Monday, Aug. 17, 1925

Chemists

Last week, at Los Angeles, the American Chemical Society held its 70th annual convention.

Matter. Two years ago, Dr. Willis R. Whitney, head researcher for the General Electric Co., addressed the Society on The Vacuum--There's Something in It. Last week his title was Matter--Is there Anything in It? Very little, was the answer. Though a drop of water contains some three billion trillion (21 ciphers) hydrogen atoms, there is little that is really "solid" present. If each atom became as large as a raindrop, "they would cover the earth with a foot of water." Yet, "if we made ,one of these hydrogen atoms, which we used to think of as hard and indivisible, so large that it became a yard in diameter, nothing would yet be appreciable, because its electron would still be only a pinhead in size and its nucleus 2,000 times smaller. So while you might distinguish the orbit, its planet [electron] and sun [nucleus] would still be nearly invisible. In other words, practically all of the hydrogen atom is apparently space . ." .as empty as the sky, almost as empty as a perfect vacuum. . . . Atoms begin to look like solar and planetary systems with different groups of positive and negative charges at their centres."

Rashness. Dr. Whitney based much of his address upon recent findings of Drs. J. J. Thompson and R. A. Millikan. The latter, director of the laboratory of the California Institute of Technology at Pasadena, also spoke: "We must learn to get away from over-assertiveness and dogmatism, whether scientific or theological."

War Gases. The Society went "strongly" on record against ratification of the Geneva protocol forbidding the use of poison gases in warfare. Reasons: "National safety and on the grounds of humanity."*

Goiter. Seaweed in the diet would prevent goiter, in some degree cure it. Half the young girls between the Atlantic Coast and the Rocky Mountains suffer from incipient goiter. Girls on the Pacific Coast are remarkably free from it So said Dr. J. W. Turrentine, U. S. Department of Agriculture.

"Synthol." The Du Font interests would manufacture, the Standard Oil Co. of N. J. distribute, a new synthetic motor fuel to be called "synthol," made from coal, petroleum or lignite. To burn synthol, a new automobile motor had been devised, the most powerful of its size, very light, needing no gear shift, emitting no poisonous fumes, having no carbon troubles, getting 50 miles per fuel gallon, more like a steam engine than an internal combustion engine. The General Motors Corporation would manufacture this motor, install it in all its cars (Buick, Cadillac, Chevrolet, Oakland, Oldsmobile). So said Dr. T. A. Boyd, General Motors Research Department.

——

# WORK INSTRUCTION 1:
According to the report on the 1925 American Chemical Society convention, who said that seaweed in the diet would prevent goiter?
# WORK INSTRUCTION 2:
Resume the report on the 1925 American Chemical Society convention, writing what follows its final paragraph about "synthol."

——

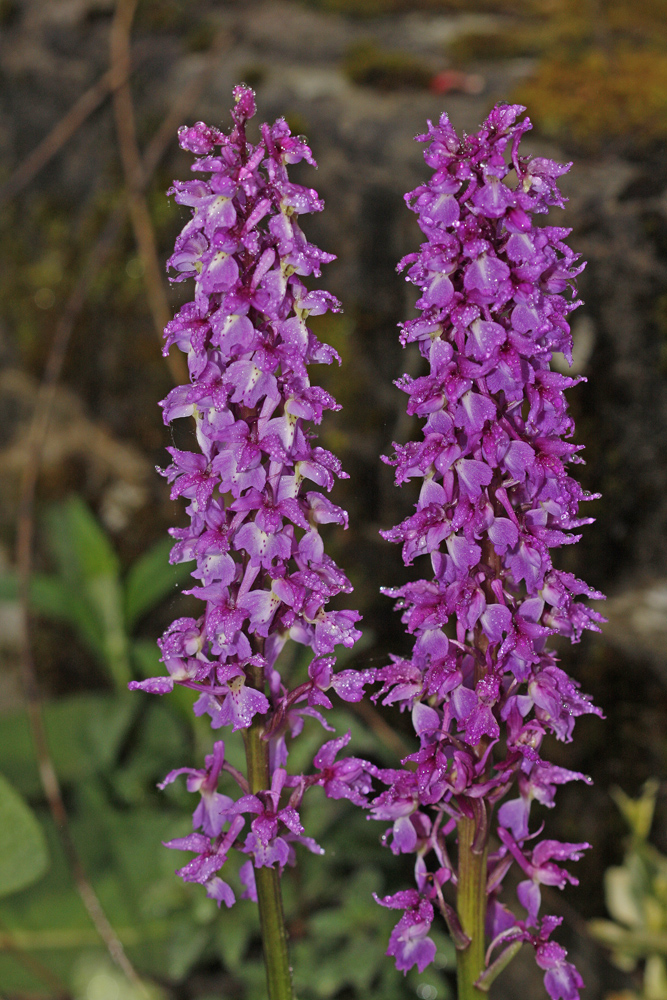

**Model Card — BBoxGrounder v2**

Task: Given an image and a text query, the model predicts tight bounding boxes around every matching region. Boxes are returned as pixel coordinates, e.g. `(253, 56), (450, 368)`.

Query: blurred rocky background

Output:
(0, 0), (667, 1000)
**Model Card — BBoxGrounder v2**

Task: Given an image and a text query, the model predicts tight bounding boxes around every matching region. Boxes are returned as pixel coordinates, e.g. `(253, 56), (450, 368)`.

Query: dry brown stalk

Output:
(110, 0), (188, 384)
(16, 212), (147, 986)
(0, 67), (129, 204)
(11, 9), (236, 989)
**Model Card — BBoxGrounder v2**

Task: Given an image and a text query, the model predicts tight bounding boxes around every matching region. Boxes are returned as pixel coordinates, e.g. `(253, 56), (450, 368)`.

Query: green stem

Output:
(456, 816), (488, 1000)
(243, 670), (295, 1000)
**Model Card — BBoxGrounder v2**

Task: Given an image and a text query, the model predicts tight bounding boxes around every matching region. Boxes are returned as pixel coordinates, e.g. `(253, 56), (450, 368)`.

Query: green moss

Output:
(512, 46), (667, 152)
(343, 42), (433, 90)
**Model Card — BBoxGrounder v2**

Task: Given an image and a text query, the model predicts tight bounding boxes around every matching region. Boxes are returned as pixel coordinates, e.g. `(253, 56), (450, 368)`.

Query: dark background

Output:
(0, 0), (667, 1000)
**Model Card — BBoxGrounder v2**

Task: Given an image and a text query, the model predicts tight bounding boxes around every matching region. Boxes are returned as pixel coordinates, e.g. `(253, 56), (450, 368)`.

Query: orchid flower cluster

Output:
(371, 105), (603, 1000)
(130, 86), (603, 1000)
(130, 86), (373, 909)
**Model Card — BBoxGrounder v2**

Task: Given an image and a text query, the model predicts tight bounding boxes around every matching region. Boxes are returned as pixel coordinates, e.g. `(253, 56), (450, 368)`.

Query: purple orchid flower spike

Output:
(130, 86), (374, 998)
(371, 105), (603, 1000)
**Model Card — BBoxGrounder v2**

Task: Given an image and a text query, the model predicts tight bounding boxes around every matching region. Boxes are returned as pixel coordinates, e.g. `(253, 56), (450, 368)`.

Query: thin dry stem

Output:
(110, 0), (189, 384)
(0, 69), (129, 203)
(16, 17), (231, 985)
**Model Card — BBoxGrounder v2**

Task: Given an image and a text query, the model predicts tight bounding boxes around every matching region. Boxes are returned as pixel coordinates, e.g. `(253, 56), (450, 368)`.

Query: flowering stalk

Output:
(130, 86), (373, 1000)
(372, 105), (603, 1000)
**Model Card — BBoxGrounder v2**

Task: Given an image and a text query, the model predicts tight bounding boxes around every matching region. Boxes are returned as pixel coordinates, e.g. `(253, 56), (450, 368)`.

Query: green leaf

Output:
(0, 694), (137, 795)
(125, 538), (193, 631)
(46, 495), (120, 583)
(42, 496), (132, 690)
(0, 775), (49, 896)
(0, 573), (90, 622)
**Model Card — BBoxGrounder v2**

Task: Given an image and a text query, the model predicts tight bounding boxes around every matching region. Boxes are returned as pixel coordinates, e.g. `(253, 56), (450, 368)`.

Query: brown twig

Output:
(16, 212), (147, 985)
(142, 28), (233, 183)
(0, 67), (129, 204)
(16, 9), (232, 984)
(110, 0), (189, 384)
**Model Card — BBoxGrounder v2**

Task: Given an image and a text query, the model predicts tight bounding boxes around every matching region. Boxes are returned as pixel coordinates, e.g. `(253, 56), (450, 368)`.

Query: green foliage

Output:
(343, 41), (433, 90)
(589, 781), (667, 1000)
(514, 44), (667, 151)
(0, 774), (49, 896)
(0, 496), (190, 692)
(0, 496), (454, 1000)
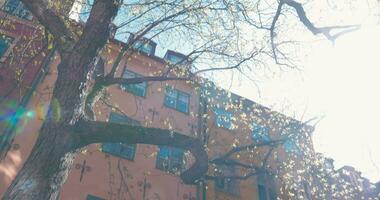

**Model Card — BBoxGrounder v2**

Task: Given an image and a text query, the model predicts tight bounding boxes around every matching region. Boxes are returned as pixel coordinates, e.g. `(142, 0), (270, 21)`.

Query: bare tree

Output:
(3, 0), (357, 199)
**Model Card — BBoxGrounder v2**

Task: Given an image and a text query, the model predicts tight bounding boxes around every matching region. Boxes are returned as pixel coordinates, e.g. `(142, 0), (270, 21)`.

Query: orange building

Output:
(0, 1), (312, 200)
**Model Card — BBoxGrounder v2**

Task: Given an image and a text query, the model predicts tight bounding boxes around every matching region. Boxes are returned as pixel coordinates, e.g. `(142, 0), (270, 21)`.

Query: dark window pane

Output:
(215, 178), (225, 190)
(102, 112), (140, 160)
(133, 41), (153, 55)
(252, 123), (271, 142)
(164, 87), (178, 108)
(259, 185), (267, 200)
(284, 140), (300, 154)
(156, 146), (183, 173)
(214, 108), (232, 129)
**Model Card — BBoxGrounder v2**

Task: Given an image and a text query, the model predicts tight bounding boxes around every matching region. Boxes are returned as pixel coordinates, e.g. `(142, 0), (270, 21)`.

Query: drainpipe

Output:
(0, 46), (56, 161)
(197, 83), (208, 200)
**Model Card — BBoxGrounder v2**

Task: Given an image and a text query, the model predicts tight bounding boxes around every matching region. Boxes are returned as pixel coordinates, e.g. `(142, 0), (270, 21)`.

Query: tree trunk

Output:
(3, 38), (91, 200)
(3, 122), (75, 200)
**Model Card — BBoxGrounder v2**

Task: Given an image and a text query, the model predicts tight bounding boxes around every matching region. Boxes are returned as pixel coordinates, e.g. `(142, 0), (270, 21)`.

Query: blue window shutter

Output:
(164, 86), (190, 113)
(102, 112), (140, 160)
(86, 194), (105, 200)
(214, 108), (232, 129)
(156, 146), (183, 173)
(164, 87), (178, 108)
(258, 184), (267, 200)
(133, 40), (153, 56)
(120, 69), (148, 97)
(0, 34), (14, 57)
(177, 92), (189, 113)
(284, 140), (300, 154)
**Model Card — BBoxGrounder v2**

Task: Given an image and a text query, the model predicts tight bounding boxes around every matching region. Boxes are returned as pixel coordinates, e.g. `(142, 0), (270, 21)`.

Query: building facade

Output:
(0, 0), (313, 200)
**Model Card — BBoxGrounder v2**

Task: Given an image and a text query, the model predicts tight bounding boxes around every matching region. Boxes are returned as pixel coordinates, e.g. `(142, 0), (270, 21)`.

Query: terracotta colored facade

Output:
(0, 2), (312, 200)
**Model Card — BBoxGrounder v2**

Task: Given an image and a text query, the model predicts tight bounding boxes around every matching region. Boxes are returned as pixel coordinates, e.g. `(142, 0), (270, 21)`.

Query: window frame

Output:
(213, 107), (234, 130)
(282, 139), (301, 155)
(164, 86), (191, 114)
(0, 30), (16, 62)
(120, 67), (148, 98)
(132, 38), (156, 56)
(102, 112), (140, 161)
(214, 166), (240, 197)
(251, 122), (272, 143)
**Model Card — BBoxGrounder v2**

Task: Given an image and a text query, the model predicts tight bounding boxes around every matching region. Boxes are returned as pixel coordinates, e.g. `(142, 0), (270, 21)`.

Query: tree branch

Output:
(73, 121), (208, 184)
(74, 0), (119, 58)
(21, 0), (75, 48)
(103, 76), (190, 86)
(280, 0), (360, 42)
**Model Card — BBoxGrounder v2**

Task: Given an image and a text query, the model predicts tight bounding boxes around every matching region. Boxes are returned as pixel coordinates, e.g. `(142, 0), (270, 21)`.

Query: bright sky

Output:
(226, 0), (380, 182)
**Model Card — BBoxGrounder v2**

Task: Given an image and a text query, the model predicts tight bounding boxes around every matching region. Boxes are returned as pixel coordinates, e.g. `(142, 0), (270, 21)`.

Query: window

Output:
(0, 33), (14, 57)
(102, 143), (136, 160)
(214, 108), (232, 129)
(257, 175), (277, 200)
(215, 166), (240, 196)
(120, 70), (148, 97)
(86, 194), (105, 200)
(252, 123), (271, 142)
(284, 140), (300, 154)
(164, 50), (187, 65)
(3, 0), (32, 20)
(133, 40), (155, 56)
(156, 146), (184, 173)
(102, 112), (140, 160)
(164, 87), (190, 113)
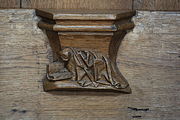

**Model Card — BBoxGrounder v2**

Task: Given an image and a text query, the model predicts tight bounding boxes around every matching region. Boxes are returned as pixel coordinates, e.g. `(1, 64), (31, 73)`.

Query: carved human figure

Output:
(56, 48), (129, 89)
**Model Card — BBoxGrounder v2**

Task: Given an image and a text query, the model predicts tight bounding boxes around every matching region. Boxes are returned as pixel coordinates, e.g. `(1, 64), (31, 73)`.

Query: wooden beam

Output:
(22, 0), (132, 10)
(0, 0), (20, 9)
(133, 0), (180, 11)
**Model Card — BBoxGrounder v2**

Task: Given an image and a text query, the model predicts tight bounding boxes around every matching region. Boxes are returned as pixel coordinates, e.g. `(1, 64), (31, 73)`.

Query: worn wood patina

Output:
(36, 9), (135, 93)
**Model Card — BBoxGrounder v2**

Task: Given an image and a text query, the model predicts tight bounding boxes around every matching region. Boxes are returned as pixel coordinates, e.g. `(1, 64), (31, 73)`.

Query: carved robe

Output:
(55, 48), (129, 89)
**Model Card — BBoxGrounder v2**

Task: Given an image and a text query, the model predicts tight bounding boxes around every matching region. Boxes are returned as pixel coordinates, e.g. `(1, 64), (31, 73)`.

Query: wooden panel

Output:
(22, 0), (132, 9)
(60, 33), (112, 55)
(0, 10), (180, 120)
(133, 0), (180, 10)
(0, 0), (20, 9)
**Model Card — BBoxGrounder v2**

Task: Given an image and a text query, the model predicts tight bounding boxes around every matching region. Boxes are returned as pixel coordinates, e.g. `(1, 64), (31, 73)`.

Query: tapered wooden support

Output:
(36, 9), (135, 93)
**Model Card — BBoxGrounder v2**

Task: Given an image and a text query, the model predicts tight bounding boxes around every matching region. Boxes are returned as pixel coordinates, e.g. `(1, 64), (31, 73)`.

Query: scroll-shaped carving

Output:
(44, 48), (129, 91)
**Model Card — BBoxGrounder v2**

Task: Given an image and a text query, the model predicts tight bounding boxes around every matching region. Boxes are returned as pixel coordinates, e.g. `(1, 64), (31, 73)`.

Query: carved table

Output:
(36, 9), (135, 93)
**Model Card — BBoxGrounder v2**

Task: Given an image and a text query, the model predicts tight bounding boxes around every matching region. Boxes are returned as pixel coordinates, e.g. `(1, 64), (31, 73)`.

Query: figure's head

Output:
(60, 48), (72, 61)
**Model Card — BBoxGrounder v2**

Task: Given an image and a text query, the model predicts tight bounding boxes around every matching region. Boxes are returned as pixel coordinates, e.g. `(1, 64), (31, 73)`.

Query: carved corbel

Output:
(36, 9), (135, 93)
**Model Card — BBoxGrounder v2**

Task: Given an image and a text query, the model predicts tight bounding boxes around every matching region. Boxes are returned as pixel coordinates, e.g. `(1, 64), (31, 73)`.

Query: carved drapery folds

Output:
(36, 9), (135, 93)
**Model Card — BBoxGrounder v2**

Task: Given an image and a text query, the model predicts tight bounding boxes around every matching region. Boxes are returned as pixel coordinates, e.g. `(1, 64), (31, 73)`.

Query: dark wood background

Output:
(0, 0), (180, 120)
(0, 0), (180, 11)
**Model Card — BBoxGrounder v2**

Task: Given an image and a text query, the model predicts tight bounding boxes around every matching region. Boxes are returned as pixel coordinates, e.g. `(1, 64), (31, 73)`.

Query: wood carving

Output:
(36, 9), (135, 93)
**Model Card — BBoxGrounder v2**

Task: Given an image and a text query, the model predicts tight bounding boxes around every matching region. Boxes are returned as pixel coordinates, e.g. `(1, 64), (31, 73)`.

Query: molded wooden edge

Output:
(38, 21), (134, 32)
(43, 78), (132, 94)
(36, 9), (136, 20)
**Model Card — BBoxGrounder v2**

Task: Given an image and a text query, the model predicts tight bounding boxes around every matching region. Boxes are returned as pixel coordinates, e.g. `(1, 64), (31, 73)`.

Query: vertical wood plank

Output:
(22, 0), (132, 9)
(0, 9), (180, 120)
(0, 0), (20, 9)
(133, 0), (180, 11)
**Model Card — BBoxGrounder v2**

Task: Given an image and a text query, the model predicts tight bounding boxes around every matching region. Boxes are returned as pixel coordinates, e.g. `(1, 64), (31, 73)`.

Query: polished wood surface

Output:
(36, 9), (135, 20)
(22, 0), (132, 10)
(0, 0), (180, 11)
(133, 0), (180, 11)
(36, 9), (136, 93)
(0, 9), (180, 120)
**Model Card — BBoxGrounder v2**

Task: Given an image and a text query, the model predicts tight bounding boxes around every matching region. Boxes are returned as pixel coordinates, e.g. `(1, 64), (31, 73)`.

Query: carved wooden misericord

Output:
(36, 9), (135, 93)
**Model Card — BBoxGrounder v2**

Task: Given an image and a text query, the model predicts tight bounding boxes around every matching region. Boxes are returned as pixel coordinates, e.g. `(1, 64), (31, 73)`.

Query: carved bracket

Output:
(36, 9), (135, 93)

——

# EXPECTED ANSWER 1:
Dr. J. W. Turrentine of the U. S. Department of Agriculture said it.

# EXPECTED ANSWER 2:
Denial. Dr. Boyd's "synthol" report was given the lie direct. Upon reading Dr. Boyd's statements in the newspapers, Alfred P. Sloan Jr., President of the General Motors Corporation, said: "Ridiculous on their face, for General Motors has recently announced a new series of cars, which should be sufficient answer." Said Walter C. Teagle, oil President: "Insofar as it refers to the Standard Oil Co. of New Jersey, there is no basis in fact for the despatch."

"Twelve-O-Eighteen-Fifty." Nevertheless, there came to light further facts. Last spring, when Germany began to flood the U. S. with synthetic alcohol (methanol) at prices far below anything U. S. competitors could meet, the U. S. Department of Commerce set about "preparing a pamphlet on the subject and assigned its Chemist Penning to rummage among the 4,500 German patents taken over in 1917 for $250,000 ($55 apiece) by the Chemical Foundation, Inc. Last week it became known that Penning had found among the 4,500 an interrelated group of 13 patents, the key one of which, Patent No. 1,201,850, Producing Compounds of Carbon and Nitrogen, he deciphered as what he was hunting for. In the generalizations permitted by U. S. patent laws, "Twelve-O-Eighteen-Fifty," as the document has come to be called, outlined a synthetic process for alcohol.

At once experiments were begun. Nine U. S. manufacturers, including the Du Pont interests, speedily obtained licenses from the Chemical Foundation, Inc., to use "Twelve-O-Eighteen-Fifty." The Du Ponts rushed work on a plant at Clinchfield, W. Va., for research toward other revolutionary discoveries besides "synthol" thought to be latent in the new formulae.

*Doubtless the chemists had in mind gases that would anaesthetize troops, save them from destruction by bullets or explosives.